Page ->
Notable sights in Iquitos itself

There is a central plaza with the historic and frankly, weird looking Casa de Fierro, or Iron House, designed by none other than Gustave Eiffel. Imagine a traditional, Southern style home covered from top to bottom with sheets of iron, like an old, battered jewellery box. Along the plaza, I loved the warehouse style curio shop with anything you can imagine, from feather earrings to carvings, bowls, beadwork and everything in between.

In the morning I went for a walk along the river and made it all the way to Puerto Belen (considered a completely separate town by the Iquitans) on foot, and it was love at first sight, instantly, always and forever. I have always wanted to come here, ever since I saw Werner Herzog’s 1982 movie, Fitzcarraldo. The town still celebrates its background presence in the film and there is a posh (or what passes as posh in the jungle) restaurant by the same name along the river.

The Amazon tends to rise up by about nine metres during the rainy season, so all the houses here are constructed on rickety stilts. All of Puerto Belen seems to be rickety and eternal at the same time. It looks as it always has, and the languid pace of life flows here just like the river that supports it. Except for the fact that the Indios now have access to email…

Riding the Amazon

When I saw the canoe – basically a hollowed out tree trunk – that my instant guide was asking me to step into for a leisurely ride across the river, my first thought (expressed out loud) was: ‘we are so going to drown’. He just laughed. The canoes are made from special, floaty wood and it takes the village (everybody helps) about 3 days to complete one. And then a tourist comes along and gets to support the family for a while, by doing a two hour trip on the river. In the river you can spot pink bottle-nosed dolphins playing in the bubbles where the different-coloured currents of the Amazon meet, like white coffee mixed with Guinness.

Support the Locals

While here, support the local businesses, shop, go to the butterfly and wildlife sanctuaries, and on jungle tours, or better yet – stay in the jungle for a few nights and experience all the sounds, smells and movements that it offers. Meet the local indigenous tribes and make sure to take a small amount of money and buy a handcrafted item. Pretty much all of them would be a no no to bring home to Australia (as they feature anaconda skin, grasses, seeds, etc.), but you can always give them away later to tourists from countries with less strict quarantine policies. It is an unforgettable experience and the atmosphere of the place just has to be taken in, words don’t cut it.

Puerto Belen also has wondrous markets on, where you’ll see fruits you likely didn’t know existed, get to tackle monkeys of all sizes, encounter foods that you wouldn’t dream of eating, but might brave it anyway, and generally feel an enormous privilege of just being here and gratitude for the fact that this place still exists on our planet.

Task requirements ->
a: Answer these from the passage on Iquitos:
(i) Who designed the Casa de Fierro?
(ii) By about how much does the Amazon rise during the rainy season?
(iii) About how many days does it take the village to complete one canoe?
b: Please return, without any change, the stretch of rows from the line containing "draw the outline of the blonde hair" through the end of the rows.
The rows that come next are unrelated to the passage on Iquitos.

(Region-labeling items)
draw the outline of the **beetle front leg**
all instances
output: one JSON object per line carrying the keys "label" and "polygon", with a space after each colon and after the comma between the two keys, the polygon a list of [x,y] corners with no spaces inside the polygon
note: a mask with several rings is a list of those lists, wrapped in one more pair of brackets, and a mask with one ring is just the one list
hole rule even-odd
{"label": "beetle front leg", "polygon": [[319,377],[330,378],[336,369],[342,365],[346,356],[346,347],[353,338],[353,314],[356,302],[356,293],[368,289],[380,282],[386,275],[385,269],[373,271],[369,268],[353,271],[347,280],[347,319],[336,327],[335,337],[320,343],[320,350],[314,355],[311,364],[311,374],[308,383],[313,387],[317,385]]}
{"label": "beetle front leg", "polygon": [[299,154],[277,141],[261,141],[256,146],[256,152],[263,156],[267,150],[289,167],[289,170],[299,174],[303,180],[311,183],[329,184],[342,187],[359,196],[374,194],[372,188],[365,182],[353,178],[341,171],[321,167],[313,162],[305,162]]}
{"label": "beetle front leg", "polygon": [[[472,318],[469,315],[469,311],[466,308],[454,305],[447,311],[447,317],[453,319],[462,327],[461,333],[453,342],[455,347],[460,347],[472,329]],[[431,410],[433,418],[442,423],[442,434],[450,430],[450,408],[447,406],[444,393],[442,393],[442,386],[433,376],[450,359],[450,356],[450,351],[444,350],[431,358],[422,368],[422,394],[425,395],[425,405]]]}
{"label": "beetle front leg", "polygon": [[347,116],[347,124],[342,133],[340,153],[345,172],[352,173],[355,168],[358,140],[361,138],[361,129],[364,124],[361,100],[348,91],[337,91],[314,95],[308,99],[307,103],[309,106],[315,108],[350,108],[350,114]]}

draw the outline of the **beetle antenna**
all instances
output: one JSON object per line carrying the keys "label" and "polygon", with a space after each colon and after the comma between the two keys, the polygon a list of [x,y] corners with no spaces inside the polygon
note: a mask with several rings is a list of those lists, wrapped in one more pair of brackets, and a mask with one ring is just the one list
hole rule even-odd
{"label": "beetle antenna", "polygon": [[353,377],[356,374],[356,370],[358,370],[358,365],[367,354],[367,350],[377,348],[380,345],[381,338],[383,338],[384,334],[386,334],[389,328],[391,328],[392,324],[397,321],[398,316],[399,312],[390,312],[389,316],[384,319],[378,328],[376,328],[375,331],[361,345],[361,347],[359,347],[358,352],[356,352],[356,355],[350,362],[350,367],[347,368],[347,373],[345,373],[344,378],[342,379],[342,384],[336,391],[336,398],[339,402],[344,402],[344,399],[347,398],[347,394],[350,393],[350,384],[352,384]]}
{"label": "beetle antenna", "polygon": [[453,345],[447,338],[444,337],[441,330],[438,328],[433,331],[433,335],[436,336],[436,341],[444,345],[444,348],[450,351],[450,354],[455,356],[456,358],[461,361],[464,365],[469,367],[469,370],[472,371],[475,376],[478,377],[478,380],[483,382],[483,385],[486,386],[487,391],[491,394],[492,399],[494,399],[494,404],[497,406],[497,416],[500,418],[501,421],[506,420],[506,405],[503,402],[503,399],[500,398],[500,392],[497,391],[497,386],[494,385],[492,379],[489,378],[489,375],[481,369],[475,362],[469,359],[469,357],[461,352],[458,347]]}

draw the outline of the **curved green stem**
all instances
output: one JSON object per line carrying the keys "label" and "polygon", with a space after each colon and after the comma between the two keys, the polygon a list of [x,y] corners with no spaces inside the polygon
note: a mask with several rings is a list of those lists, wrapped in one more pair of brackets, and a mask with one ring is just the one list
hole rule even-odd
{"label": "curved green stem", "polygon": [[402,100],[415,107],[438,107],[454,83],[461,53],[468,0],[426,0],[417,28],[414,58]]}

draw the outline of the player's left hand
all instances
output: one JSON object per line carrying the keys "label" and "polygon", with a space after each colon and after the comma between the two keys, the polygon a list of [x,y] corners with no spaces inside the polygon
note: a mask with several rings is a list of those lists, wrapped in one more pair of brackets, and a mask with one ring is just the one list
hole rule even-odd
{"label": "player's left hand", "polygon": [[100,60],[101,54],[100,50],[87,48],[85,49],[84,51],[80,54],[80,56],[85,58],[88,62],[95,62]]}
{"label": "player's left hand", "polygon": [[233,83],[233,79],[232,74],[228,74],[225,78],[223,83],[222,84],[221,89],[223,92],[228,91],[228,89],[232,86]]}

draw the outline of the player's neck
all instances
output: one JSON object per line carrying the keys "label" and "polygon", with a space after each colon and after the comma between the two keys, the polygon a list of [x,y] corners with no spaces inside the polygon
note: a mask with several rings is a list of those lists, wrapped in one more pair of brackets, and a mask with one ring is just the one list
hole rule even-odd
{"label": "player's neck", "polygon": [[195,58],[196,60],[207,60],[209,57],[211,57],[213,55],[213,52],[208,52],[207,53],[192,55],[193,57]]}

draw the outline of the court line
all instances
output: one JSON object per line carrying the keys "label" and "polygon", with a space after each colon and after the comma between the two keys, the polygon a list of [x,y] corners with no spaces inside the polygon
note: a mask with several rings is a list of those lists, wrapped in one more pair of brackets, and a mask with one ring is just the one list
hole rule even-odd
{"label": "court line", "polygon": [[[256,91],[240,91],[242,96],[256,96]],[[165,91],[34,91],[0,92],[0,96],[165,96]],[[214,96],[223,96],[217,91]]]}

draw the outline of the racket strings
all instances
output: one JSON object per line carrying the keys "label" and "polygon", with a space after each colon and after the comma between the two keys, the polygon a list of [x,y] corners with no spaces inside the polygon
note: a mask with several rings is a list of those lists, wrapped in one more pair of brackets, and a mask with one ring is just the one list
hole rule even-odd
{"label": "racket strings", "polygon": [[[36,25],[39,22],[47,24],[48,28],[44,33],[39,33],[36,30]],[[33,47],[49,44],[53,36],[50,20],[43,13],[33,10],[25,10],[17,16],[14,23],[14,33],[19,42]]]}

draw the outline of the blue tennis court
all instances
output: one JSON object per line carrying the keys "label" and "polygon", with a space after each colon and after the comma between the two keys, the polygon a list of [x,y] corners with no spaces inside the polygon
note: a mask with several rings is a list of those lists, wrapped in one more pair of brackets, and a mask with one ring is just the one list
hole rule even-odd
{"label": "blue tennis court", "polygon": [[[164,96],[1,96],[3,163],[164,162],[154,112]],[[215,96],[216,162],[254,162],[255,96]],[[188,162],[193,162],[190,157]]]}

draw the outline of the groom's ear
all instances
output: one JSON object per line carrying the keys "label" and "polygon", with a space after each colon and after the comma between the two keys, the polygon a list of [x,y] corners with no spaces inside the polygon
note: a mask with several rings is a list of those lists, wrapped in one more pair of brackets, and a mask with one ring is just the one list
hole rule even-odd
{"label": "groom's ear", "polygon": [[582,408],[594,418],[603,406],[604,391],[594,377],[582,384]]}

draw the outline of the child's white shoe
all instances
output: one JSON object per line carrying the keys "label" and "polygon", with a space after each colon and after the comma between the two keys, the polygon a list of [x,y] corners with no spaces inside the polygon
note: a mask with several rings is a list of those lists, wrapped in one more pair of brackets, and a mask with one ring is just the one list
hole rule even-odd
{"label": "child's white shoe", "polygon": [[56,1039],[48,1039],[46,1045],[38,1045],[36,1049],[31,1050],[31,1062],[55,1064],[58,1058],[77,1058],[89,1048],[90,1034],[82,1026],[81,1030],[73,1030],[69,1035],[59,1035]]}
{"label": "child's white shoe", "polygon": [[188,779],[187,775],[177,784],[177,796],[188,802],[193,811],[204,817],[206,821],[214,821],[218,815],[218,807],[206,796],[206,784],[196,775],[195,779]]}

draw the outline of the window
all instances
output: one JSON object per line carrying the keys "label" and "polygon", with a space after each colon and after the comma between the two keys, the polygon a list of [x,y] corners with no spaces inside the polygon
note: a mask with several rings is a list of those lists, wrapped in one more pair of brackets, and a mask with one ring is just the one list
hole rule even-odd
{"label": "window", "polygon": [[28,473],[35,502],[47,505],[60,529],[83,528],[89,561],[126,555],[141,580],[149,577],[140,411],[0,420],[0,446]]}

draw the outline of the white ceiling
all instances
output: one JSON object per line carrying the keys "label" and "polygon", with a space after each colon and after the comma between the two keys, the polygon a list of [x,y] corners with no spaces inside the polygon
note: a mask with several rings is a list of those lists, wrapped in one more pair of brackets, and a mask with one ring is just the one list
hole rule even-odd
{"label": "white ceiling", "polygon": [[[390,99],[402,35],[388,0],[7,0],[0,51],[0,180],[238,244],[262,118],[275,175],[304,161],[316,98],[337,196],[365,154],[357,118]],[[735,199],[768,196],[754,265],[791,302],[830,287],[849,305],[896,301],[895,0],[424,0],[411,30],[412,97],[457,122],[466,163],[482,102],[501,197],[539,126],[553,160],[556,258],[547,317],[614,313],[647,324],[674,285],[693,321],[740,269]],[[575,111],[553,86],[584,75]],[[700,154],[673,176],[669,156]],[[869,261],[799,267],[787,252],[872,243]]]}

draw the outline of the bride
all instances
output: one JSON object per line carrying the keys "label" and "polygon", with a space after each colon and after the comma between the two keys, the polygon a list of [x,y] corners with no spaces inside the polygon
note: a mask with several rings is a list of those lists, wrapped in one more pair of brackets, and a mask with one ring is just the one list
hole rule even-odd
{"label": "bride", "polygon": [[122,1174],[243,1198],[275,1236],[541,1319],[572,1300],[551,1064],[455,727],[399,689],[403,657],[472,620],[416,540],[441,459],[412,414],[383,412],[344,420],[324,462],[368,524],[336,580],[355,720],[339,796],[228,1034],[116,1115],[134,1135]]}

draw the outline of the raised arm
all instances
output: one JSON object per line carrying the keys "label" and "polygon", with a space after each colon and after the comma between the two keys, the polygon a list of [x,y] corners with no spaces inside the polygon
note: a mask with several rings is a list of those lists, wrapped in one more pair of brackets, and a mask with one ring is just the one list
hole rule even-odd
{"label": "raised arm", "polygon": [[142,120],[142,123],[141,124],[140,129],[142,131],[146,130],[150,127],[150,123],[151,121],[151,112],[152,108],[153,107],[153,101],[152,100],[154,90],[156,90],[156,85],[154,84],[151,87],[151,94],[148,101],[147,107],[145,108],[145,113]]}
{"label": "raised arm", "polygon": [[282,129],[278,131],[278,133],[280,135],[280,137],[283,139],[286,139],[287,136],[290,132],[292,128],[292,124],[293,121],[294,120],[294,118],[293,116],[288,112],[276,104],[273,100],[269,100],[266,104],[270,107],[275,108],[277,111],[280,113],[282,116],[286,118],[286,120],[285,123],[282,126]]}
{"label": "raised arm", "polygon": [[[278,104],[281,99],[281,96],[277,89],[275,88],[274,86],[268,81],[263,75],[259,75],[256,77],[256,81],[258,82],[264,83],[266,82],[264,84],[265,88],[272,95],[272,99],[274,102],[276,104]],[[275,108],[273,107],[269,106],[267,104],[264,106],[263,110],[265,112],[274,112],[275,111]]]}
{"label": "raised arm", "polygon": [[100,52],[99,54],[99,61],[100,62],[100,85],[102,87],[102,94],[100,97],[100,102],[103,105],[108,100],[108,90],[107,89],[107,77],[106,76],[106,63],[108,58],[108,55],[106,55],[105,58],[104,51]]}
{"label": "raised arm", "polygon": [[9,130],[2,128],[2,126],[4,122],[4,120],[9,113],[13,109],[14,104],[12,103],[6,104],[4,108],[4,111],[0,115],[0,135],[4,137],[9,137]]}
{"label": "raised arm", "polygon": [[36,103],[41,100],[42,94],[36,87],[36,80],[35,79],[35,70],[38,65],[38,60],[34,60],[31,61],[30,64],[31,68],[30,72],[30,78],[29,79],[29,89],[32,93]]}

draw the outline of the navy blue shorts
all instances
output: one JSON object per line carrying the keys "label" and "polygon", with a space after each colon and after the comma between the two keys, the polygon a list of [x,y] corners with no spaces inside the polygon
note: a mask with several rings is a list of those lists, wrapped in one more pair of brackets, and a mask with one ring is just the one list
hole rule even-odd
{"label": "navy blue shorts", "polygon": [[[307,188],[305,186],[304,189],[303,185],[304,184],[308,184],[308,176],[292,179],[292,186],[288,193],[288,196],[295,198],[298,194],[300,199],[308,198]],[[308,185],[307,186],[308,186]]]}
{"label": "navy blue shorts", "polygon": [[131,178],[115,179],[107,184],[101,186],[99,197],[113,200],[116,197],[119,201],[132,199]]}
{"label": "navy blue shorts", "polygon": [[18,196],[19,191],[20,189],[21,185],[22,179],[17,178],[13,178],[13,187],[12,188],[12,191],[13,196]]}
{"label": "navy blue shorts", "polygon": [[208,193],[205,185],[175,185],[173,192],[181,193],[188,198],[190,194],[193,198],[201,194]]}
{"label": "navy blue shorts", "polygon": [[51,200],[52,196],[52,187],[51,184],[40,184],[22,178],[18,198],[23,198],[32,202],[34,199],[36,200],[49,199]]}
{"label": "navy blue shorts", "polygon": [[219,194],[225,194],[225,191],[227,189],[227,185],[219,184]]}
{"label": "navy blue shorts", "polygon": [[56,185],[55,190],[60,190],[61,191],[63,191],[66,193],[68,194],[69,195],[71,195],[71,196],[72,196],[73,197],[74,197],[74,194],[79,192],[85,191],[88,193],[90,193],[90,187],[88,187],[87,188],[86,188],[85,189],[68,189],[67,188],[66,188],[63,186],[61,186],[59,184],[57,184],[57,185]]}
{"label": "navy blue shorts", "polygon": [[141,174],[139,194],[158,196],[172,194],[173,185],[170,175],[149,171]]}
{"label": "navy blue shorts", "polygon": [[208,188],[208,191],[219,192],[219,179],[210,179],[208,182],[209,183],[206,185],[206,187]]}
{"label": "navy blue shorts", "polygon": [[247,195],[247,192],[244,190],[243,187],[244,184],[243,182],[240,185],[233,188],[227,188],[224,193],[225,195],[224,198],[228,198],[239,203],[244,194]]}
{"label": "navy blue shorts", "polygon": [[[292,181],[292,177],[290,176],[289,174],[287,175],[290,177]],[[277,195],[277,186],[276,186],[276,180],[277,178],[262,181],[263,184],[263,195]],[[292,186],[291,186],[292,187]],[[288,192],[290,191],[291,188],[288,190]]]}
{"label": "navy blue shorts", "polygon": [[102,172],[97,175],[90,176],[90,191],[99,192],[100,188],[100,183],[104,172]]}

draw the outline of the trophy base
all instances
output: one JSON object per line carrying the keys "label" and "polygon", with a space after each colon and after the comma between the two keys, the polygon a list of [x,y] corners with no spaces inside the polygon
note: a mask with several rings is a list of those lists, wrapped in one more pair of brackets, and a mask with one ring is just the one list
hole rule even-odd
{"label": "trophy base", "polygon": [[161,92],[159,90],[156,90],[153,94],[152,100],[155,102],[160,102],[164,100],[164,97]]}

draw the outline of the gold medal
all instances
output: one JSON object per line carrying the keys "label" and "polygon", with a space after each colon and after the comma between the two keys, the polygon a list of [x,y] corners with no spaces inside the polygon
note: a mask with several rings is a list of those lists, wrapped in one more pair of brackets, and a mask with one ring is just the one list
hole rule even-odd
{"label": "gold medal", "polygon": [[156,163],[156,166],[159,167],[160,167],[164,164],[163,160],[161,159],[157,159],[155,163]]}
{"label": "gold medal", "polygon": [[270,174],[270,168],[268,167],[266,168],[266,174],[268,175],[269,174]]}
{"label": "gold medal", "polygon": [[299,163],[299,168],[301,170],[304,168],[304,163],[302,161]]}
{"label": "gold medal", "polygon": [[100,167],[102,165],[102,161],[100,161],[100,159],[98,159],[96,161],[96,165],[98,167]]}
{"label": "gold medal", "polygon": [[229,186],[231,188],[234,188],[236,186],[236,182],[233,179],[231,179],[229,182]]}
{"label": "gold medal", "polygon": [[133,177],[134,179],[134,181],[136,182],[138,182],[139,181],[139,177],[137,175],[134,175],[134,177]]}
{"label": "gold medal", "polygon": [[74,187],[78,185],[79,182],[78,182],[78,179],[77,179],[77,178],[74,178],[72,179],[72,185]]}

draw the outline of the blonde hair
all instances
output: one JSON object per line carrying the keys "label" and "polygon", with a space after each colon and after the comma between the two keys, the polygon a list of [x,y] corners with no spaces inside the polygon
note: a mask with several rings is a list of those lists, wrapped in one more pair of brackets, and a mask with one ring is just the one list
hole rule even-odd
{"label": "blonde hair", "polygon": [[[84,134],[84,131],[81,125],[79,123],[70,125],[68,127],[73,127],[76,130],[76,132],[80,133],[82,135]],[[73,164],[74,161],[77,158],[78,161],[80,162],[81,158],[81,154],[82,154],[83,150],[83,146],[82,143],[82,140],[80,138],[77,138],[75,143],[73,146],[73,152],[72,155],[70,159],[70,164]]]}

Answer set ->
a:
(i) Gustave Eiffel
(ii) About nine metres
(iii) About 3 days

b:
draw the outline of the blonde hair
all instances
output: one JSON object per line carrying the keys "label" and "polygon", with a space after each colon and after the comma between the two keys, the polygon a list of [x,y] corners with no spaces inside the polygon
note: a mask with several rings is a list of those lists, wrapped in one more pair of brackets, and a mask with one ring is just the one list
hole rule even-odd
{"label": "blonde hair", "polygon": [[[84,134],[84,131],[81,125],[79,123],[70,125],[68,127],[73,127],[76,130],[76,132],[80,133],[82,135]],[[73,164],[74,161],[77,158],[78,161],[80,162],[81,158],[81,154],[82,154],[83,150],[83,146],[82,143],[82,140],[80,138],[77,138],[75,143],[73,146],[73,152],[72,155],[70,159],[70,164]]]}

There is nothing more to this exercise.